::: SELECTED TEXT

His best-known piece was the instrumental Angi, which became the signature tune of every aspiring finger-picking guitarist in the 1960s. A famous maverick who was always two steps ahead of the pack, he eclectically mixed traditional English folk songs with blues and jazz and travelled to North Africa and the Near East, where he absorbed Arabic and other influences, adding them to his guitar repertoire long before anyone had invented the term “world music”.
Although he was so strongly influential, his refusal to stick to one style contributed to his failure to enjoy much mainstream success, and in the 1970s he disappeared from view. Rather like Peter Green, the talented but troubled guitarist from Fleetwood Mac, who fell off the radar around the same time, he suffered from personal problems and became “a casualty of too much self-indulgence,” as he put it some years later. Motivated by his own unhappy experiences, he went on to work for various mental health charities and was for some years on the executive council of Mind.
Like Green, he returned to performing later in life, but although his last concerts were nostalgic occasions he never quite recaptured his early virtuosity, and there was something wistful in the way he would tell his audiences, “I’m a bit slower than before.”
David Michael Gordon Graham was born in 1940 in Hinckley, Leicestershire. His Guyanan mother taught him French, and his Scottish father spoke Gaelic to him. He began playing harmonica and piano as a child. Although he never had formal music lessons, he could, he claimed, “remember almost anything that I’d heard”, and by 12 he had graduated to the guitar.
Inspired by the pioneering British folk guitarist Steve Benbow as well as recordings by US acoustic blues performers such as Big Bill Broonzy, he first came to wider attention as a guitarist when in 1959 he was seen playing Cry Me A River on the BBC’s Monitor arts programmes, in a film directed by Ken Russell.
Shortly afterwards he wrote the instrumental Angi, dedicated to his then girlfriend, although there is some controversy over the tune’s origin. In the early 1960s he was part of a coterie of young acoustic guitarists who met at the Gyre and Gimble coffee shop in John Adams Street, Charing Cross, to play together and swap tunes. One of them, Sydney Katzenell, has suggested that Graham developed and polished Angi from one of his pieces, although the claim has never been verified. Whatever the truth, such borrowing and adaptation have long been accepted practice in the folk world, and Graham — billed at the time as Davie rather than Davey which he adopted later — was the first to record the tune in early 1962 on the EP 3/4 AD, recorded with Alexis Korner.

::::::
::: LISTED RECORDS

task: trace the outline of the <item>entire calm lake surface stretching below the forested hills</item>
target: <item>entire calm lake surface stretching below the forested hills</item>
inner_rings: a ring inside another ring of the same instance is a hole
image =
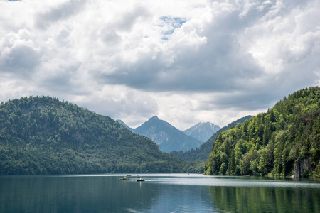
[[[320,212],[320,180],[122,176],[2,176],[0,212]]]

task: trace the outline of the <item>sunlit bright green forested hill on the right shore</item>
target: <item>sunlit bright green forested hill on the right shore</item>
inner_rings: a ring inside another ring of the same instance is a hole
[[[218,135],[207,175],[320,176],[320,88],[302,89]]]

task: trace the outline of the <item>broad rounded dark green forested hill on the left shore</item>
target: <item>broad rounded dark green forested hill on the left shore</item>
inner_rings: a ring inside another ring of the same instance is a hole
[[[0,104],[0,175],[179,173],[185,165],[110,117],[57,98]]]

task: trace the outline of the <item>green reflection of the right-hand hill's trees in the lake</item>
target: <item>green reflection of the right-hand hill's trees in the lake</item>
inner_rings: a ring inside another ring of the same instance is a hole
[[[320,212],[320,190],[285,187],[210,187],[222,212]]]

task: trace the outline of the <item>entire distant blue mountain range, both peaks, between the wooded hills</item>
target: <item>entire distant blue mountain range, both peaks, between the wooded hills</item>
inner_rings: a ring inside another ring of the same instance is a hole
[[[185,133],[157,116],[153,116],[136,129],[130,128],[123,121],[118,121],[132,132],[151,138],[152,141],[159,145],[160,150],[166,153],[171,151],[190,151],[198,148],[206,141],[204,138],[210,138],[216,129],[220,129],[218,126],[207,122],[192,126]]]

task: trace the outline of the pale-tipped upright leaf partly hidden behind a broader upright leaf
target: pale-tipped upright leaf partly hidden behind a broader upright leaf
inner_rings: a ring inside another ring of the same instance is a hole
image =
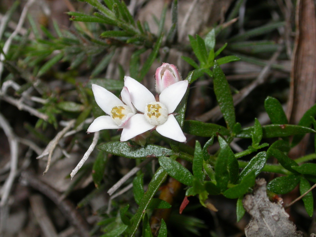
[[[221,149],[224,150],[222,155],[225,155],[228,161],[229,181],[234,184],[238,178],[239,173],[238,161],[234,152],[224,138],[218,136],[218,142],[220,143]]]

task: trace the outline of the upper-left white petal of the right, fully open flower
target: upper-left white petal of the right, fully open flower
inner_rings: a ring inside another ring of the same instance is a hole
[[[146,87],[130,76],[125,76],[124,85],[128,88],[131,101],[138,111],[145,112],[146,104],[156,101],[155,96]]]

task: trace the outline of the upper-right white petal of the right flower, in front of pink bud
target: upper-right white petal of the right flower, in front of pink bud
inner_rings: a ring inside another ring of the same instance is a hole
[[[188,88],[188,84],[187,80],[180,81],[168,86],[161,92],[159,102],[167,107],[168,113],[173,113],[177,108]]]

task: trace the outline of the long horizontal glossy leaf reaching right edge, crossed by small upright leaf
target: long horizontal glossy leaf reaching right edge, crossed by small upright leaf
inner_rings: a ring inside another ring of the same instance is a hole
[[[236,137],[242,138],[251,138],[252,137],[253,127],[247,127],[241,130]],[[306,134],[314,133],[315,130],[307,127],[302,127],[299,125],[290,125],[290,124],[271,124],[262,126],[263,138],[271,137],[288,137],[291,135],[297,134]]]

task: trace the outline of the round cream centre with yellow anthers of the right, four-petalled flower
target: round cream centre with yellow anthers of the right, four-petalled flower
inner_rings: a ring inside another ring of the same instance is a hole
[[[168,119],[168,109],[164,104],[155,101],[146,105],[144,115],[151,125],[161,125]]]

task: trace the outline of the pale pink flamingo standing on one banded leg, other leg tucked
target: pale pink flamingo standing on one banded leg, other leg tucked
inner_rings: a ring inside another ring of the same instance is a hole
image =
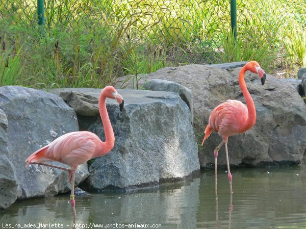
[[[25,162],[30,164],[38,164],[62,169],[69,172],[69,182],[71,183],[70,202],[75,213],[75,200],[74,200],[74,177],[75,170],[79,165],[87,162],[90,159],[106,155],[115,144],[115,136],[110,122],[108,112],[106,109],[106,98],[116,99],[120,105],[120,111],[123,109],[123,98],[112,86],[105,87],[99,96],[99,112],[105,130],[105,142],[101,141],[98,136],[88,131],[71,132],[55,139],[48,145],[33,152]],[[69,165],[71,169],[45,164],[47,161],[58,161]]]

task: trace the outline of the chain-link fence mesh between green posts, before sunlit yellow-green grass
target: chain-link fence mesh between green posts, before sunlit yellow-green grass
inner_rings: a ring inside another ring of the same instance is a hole
[[[40,0],[38,0],[39,2]],[[245,30],[277,34],[292,17],[305,24],[303,1],[288,6],[286,0],[241,0],[237,2],[238,34]],[[50,0],[44,1],[46,28],[71,31],[108,25],[125,28],[127,37],[152,45],[188,48],[200,43],[220,48],[231,31],[230,0]],[[236,2],[236,1],[235,1]],[[0,17],[13,18],[24,27],[37,26],[37,0],[0,0]],[[250,33],[251,34],[251,33]],[[222,47],[221,47],[222,48]]]

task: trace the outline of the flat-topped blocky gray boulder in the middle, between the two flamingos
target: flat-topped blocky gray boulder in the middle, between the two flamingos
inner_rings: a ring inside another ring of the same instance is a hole
[[[63,96],[67,94],[65,91],[98,98],[101,90],[52,90]],[[115,147],[109,154],[91,162],[90,176],[80,184],[81,188],[100,190],[116,187],[126,190],[182,180],[199,171],[190,110],[178,94],[145,90],[118,92],[124,98],[122,113],[116,100],[107,99],[107,109],[116,138]],[[87,105],[84,103],[84,106]],[[80,108],[80,104],[75,106]],[[104,140],[100,117],[90,116],[78,115],[80,130],[91,131]]]

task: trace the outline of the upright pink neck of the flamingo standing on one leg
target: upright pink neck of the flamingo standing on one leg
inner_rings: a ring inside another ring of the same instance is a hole
[[[101,151],[99,156],[107,154],[115,145],[115,135],[112,124],[106,109],[106,96],[102,92],[99,97],[99,112],[105,132],[105,142],[101,141]]]

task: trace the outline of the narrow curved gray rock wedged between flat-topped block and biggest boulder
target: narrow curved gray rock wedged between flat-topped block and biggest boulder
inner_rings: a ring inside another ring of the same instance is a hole
[[[178,93],[183,101],[187,104],[190,110],[190,121],[193,123],[193,101],[192,101],[192,92],[187,87],[182,86],[181,84],[174,83],[167,80],[149,80],[144,86],[146,90],[151,91],[171,91]]]

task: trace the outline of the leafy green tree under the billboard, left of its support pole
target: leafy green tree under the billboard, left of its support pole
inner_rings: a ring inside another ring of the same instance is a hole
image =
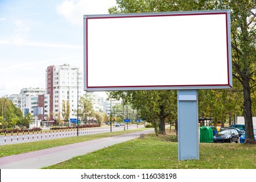
[[[139,115],[154,125],[156,135],[165,135],[165,121],[177,118],[177,92],[173,90],[142,90],[109,92],[111,98],[126,98]],[[172,117],[171,117],[172,116]]]

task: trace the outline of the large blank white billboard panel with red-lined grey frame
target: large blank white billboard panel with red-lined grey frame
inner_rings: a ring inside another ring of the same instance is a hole
[[[85,16],[85,90],[231,88],[229,12]]]

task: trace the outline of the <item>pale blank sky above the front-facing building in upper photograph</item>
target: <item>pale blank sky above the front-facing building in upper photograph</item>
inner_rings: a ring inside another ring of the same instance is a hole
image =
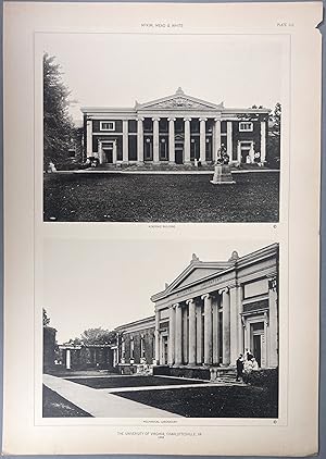
[[[283,99],[284,41],[273,35],[42,34],[71,89],[71,112],[83,107],[134,107],[185,94],[225,107],[272,108]]]

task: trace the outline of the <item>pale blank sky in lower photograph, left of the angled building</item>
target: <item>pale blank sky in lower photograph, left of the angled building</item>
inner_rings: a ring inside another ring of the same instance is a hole
[[[272,241],[273,243],[273,241]],[[150,297],[162,291],[190,263],[227,261],[271,240],[47,239],[43,252],[43,307],[59,343],[85,330],[113,330],[154,313]]]

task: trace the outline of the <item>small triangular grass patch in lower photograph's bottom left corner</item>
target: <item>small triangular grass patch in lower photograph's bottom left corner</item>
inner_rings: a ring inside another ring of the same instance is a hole
[[[43,385],[43,418],[91,418],[91,414]]]

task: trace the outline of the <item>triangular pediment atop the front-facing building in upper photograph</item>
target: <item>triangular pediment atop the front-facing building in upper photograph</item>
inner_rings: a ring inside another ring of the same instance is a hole
[[[178,88],[173,96],[163,97],[162,99],[152,100],[146,103],[137,103],[137,110],[218,110],[223,108],[223,103],[218,106],[205,100],[197,99],[185,95],[181,88]]]

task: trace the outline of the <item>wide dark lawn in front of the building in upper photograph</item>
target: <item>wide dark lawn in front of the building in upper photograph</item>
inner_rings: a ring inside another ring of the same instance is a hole
[[[45,221],[277,222],[279,173],[210,175],[45,174]]]

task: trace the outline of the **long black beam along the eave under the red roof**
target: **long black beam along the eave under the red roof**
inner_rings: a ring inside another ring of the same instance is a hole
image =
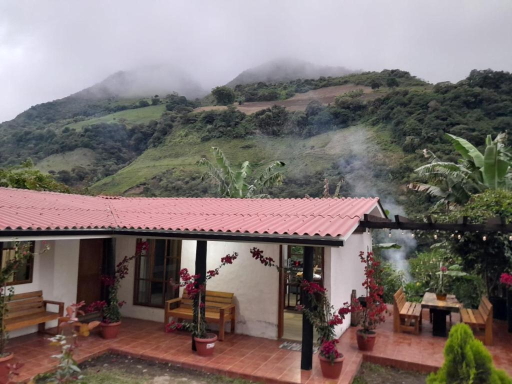
[[[170,231],[164,229],[127,229],[127,228],[92,228],[92,229],[5,229],[0,230],[2,237],[44,237],[44,236],[140,236],[189,240],[214,240],[251,243],[278,243],[297,245],[316,245],[343,247],[344,241],[328,236],[298,236],[279,233],[241,233],[213,231]]]

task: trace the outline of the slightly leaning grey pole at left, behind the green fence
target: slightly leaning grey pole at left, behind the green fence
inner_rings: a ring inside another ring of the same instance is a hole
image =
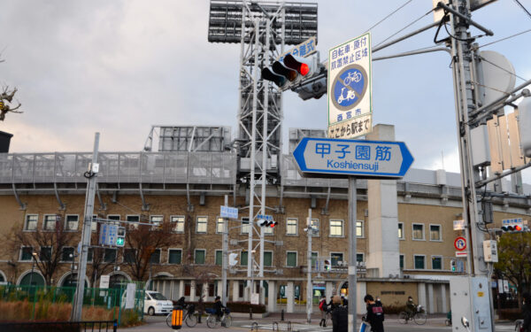
[[[83,229],[81,231],[81,253],[78,262],[77,284],[75,287],[75,297],[73,298],[71,321],[81,321],[81,312],[83,310],[83,294],[85,293],[85,274],[87,273],[87,257],[89,256],[90,246],[90,225],[92,224],[92,215],[94,213],[94,197],[96,194],[96,175],[98,172],[97,150],[99,146],[99,133],[94,137],[94,151],[92,153],[92,163],[85,177],[89,179],[87,183],[87,194],[85,196],[85,217],[83,220]]]

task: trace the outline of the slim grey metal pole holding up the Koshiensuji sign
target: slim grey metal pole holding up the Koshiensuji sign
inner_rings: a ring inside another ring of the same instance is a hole
[[[356,177],[349,176],[349,332],[356,332],[356,209],[357,209]]]

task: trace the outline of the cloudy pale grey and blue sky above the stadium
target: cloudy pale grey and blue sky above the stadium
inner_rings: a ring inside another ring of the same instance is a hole
[[[318,1],[321,59],[405,2]],[[531,11],[531,1],[520,3]],[[19,89],[24,111],[0,122],[0,130],[14,135],[11,152],[91,151],[96,131],[101,151],[140,151],[151,125],[223,125],[235,135],[240,45],[207,42],[209,4],[3,0],[0,83]],[[409,2],[373,28],[373,45],[431,6],[431,0]],[[473,19],[495,33],[479,38],[480,45],[531,28],[514,0],[498,0],[473,12]],[[404,32],[433,21],[430,13]],[[432,29],[373,56],[433,46],[434,36]],[[531,33],[481,50],[504,54],[521,78],[531,78]],[[373,63],[373,123],[395,125],[396,140],[407,143],[416,168],[444,163],[458,171],[449,66],[443,52]],[[284,96],[284,138],[289,127],[326,128],[326,97],[304,102],[293,92]]]

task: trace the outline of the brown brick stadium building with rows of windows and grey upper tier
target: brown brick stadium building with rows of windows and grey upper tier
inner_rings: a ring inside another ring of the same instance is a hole
[[[375,127],[376,134],[393,134],[391,126]],[[301,129],[290,129],[291,149]],[[307,133],[307,131],[306,131]],[[205,135],[207,136],[207,135]],[[219,142],[218,142],[219,143]],[[161,143],[162,144],[162,143]],[[218,146],[219,145],[219,146]],[[249,300],[247,239],[249,190],[238,181],[238,156],[223,144],[210,151],[100,152],[95,214],[115,220],[150,220],[171,225],[171,243],[154,248],[144,281],[166,297],[213,300],[221,292],[221,230],[219,206],[228,195],[229,205],[241,208],[240,221],[229,224],[229,250],[239,255],[228,274],[230,301]],[[214,151],[218,150],[218,151]],[[413,155],[414,155],[414,151]],[[73,270],[70,254],[80,241],[91,153],[0,154],[0,232],[53,231],[57,215],[72,232],[70,244],[61,249],[63,259],[50,283],[67,285]],[[304,311],[306,291],[308,210],[319,234],[312,237],[314,303],[319,294],[348,294],[348,182],[341,179],[306,179],[296,172],[291,156],[280,158],[279,174],[267,187],[267,206],[279,224],[266,233],[265,277],[262,301],[270,312],[281,309]],[[459,174],[443,170],[411,169],[404,179],[358,181],[358,311],[363,312],[366,293],[380,295],[384,304],[404,304],[408,296],[425,305],[428,313],[450,309],[450,261],[455,259],[453,220],[461,219],[462,197]],[[531,187],[512,189],[500,181],[489,192],[529,194]],[[509,218],[527,219],[529,199],[493,197],[494,224]],[[143,217],[143,218],[142,218]],[[242,218],[243,217],[243,218]],[[96,225],[96,224],[95,224]],[[497,226],[496,226],[497,225]],[[237,227],[241,226],[241,227]],[[235,227],[235,228],[232,228]],[[96,231],[96,228],[95,228]],[[34,268],[31,252],[57,248],[2,247],[0,282],[43,284]],[[135,277],[124,259],[127,249],[104,251],[108,263],[101,274],[111,274],[112,285]],[[251,253],[252,254],[252,253]],[[331,269],[323,269],[323,259]],[[88,271],[91,271],[89,261]],[[201,277],[198,277],[198,274]],[[93,282],[90,284],[89,280]],[[99,285],[99,275],[88,275],[90,287]]]

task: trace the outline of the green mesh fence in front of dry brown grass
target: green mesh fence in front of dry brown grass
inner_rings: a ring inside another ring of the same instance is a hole
[[[82,320],[142,320],[144,290],[137,287],[126,309],[126,287],[85,289]],[[75,287],[0,286],[0,320],[69,320],[74,294]]]

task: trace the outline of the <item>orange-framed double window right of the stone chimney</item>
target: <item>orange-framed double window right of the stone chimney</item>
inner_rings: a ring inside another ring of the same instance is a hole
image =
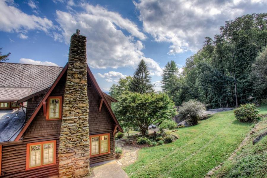
[[[110,153],[109,136],[109,133],[90,136],[90,156]]]

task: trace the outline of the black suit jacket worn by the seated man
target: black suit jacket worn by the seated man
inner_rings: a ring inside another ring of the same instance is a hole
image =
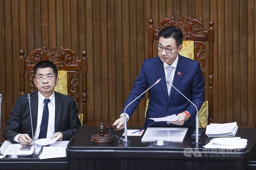
[[[38,112],[38,91],[31,92],[31,114],[33,133],[35,134]],[[72,97],[55,92],[55,132],[63,134],[63,140],[70,140],[81,126],[75,101]],[[32,138],[31,120],[29,113],[28,95],[18,97],[9,121],[5,125],[4,139],[13,142],[19,133],[27,133]]]

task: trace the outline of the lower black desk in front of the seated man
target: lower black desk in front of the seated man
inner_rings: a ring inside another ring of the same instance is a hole
[[[39,159],[39,155],[0,159],[0,169],[68,169],[68,158]]]

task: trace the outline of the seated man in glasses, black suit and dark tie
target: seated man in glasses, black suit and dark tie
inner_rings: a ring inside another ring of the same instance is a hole
[[[72,97],[54,92],[58,84],[57,67],[50,61],[41,61],[34,67],[34,82],[38,91],[31,92],[31,114],[35,140],[55,138],[70,140],[81,126]],[[4,139],[30,144],[32,129],[28,95],[18,97],[4,130]]]

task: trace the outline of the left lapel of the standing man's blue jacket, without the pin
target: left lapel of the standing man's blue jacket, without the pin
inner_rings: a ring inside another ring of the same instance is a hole
[[[164,73],[164,63],[161,61],[161,59],[158,57],[159,60],[157,60],[156,65],[154,67],[154,70],[156,72],[157,78],[162,78],[162,81],[160,81],[160,85],[164,91],[164,95],[166,99],[168,100],[168,91],[167,91],[167,85],[166,85],[166,79],[165,79],[165,73]]]

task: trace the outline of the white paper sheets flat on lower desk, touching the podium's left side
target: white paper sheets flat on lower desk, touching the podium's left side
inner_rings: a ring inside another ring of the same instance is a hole
[[[66,157],[66,148],[64,147],[44,147],[39,156],[40,159]]]

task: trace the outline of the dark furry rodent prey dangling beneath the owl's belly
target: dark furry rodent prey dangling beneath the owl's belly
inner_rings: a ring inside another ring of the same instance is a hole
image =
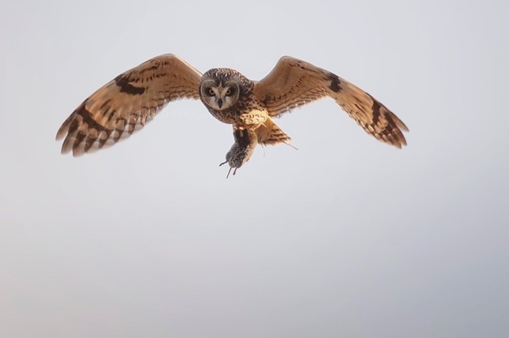
[[[254,152],[254,148],[256,148],[258,144],[257,134],[249,129],[235,129],[233,137],[235,138],[235,143],[226,154],[226,161],[219,164],[219,166],[226,163],[230,165],[227,178],[230,176],[232,168],[234,169],[233,175],[235,175],[237,169],[249,160]]]

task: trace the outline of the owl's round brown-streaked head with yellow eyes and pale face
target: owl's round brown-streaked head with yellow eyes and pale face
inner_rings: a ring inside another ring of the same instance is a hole
[[[215,110],[225,110],[234,105],[249,80],[239,72],[229,68],[213,68],[202,75],[200,98]]]

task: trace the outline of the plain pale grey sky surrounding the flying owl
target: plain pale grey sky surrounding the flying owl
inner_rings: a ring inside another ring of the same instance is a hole
[[[509,336],[505,1],[0,5],[0,336]],[[231,127],[169,104],[104,151],[56,130],[173,52],[260,79],[282,55],[371,93],[398,150],[332,100],[298,151],[219,167]]]

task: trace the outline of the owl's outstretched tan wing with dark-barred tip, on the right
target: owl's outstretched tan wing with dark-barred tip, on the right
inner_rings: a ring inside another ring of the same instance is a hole
[[[302,60],[279,59],[274,69],[256,83],[254,95],[271,117],[331,97],[367,133],[398,148],[407,144],[402,130],[408,128],[383,104],[347,80]]]

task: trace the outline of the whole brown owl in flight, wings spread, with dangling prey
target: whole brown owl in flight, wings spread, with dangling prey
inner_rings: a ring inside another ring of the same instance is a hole
[[[260,81],[236,70],[213,68],[204,74],[174,54],[134,67],[99,88],[62,124],[62,153],[74,156],[117,143],[145,126],[166,103],[201,99],[217,120],[233,125],[235,143],[226,154],[230,170],[242,166],[257,144],[289,144],[277,118],[295,107],[330,97],[367,133],[401,148],[406,145],[397,116],[347,80],[292,57],[282,57]]]

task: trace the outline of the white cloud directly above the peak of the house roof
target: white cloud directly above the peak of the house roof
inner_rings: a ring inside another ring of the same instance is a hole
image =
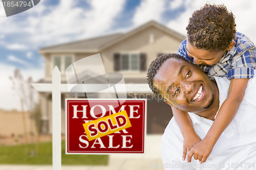
[[[161,21],[161,15],[165,10],[165,1],[142,0],[133,17],[135,26],[149,20]]]

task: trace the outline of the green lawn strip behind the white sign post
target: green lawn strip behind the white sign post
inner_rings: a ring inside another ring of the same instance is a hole
[[[61,164],[62,165],[107,165],[108,155],[66,155],[65,141],[61,142]],[[0,147],[0,164],[52,164],[52,142],[39,144],[36,156],[25,153],[25,145]]]

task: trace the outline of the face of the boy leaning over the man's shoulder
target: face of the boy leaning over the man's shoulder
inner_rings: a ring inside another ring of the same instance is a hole
[[[186,44],[187,55],[194,58],[195,64],[212,65],[218,63],[225,53],[225,50],[218,52],[209,52],[207,50],[198,49],[187,41]]]

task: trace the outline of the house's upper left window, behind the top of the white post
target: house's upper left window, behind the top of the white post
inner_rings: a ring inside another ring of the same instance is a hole
[[[52,66],[58,67],[59,71],[65,73],[66,68],[74,62],[73,56],[53,56],[52,57]]]

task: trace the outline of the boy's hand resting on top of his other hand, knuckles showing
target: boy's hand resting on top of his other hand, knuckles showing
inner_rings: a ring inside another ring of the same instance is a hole
[[[191,157],[194,155],[195,160],[199,160],[200,163],[206,161],[209,157],[212,149],[214,148],[214,144],[205,140],[201,140],[187,153],[187,162],[191,162]]]

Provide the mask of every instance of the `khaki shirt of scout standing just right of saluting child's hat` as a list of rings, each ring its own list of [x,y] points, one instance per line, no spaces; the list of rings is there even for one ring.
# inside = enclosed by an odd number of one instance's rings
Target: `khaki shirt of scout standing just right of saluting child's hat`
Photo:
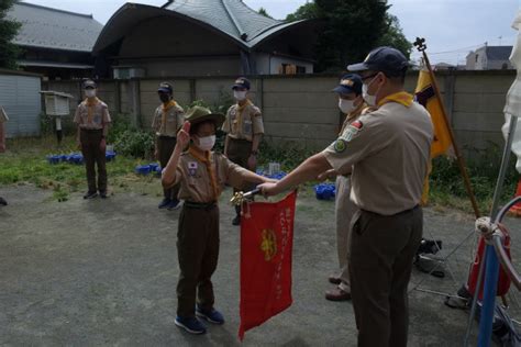
[[[251,102],[242,112],[239,112],[239,104],[232,105],[228,110],[222,130],[231,138],[253,141],[253,135],[264,134],[260,110]]]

::::::

*TASK REQUIREMENTS*
Revise everything from "Shortly afterwards he" down to "with Alexis Korner." in the passage about Davey Graham, putting "café" in place of "coffee shop". These records were taken from a separate source.

*EXERCISE RESPONSE*
Shortly afterwards he wrote the instrumental Angi, dedicated to his then girlfriend, although there is some controversy over the tune’s origin. In the early 1960s he was part of a coterie of young acoustic guitarists who met at the Gyre and Gimble café in John Adams Street, Charing Cross, to play together and swap tunes. One of them, Sydney Katzenell, has suggested that Graham developed and polished Angi from one of his pieces, although the claim has never been verified. Whatever the truth, such borrowing and adaptation have long been accepted practice in the folk world, and Graham — billed at the time as Davie rather than Davey which he adopted later — was the first to record the tune in early 1962 on the EP 3/4 AD, recorded with Alexis Korner.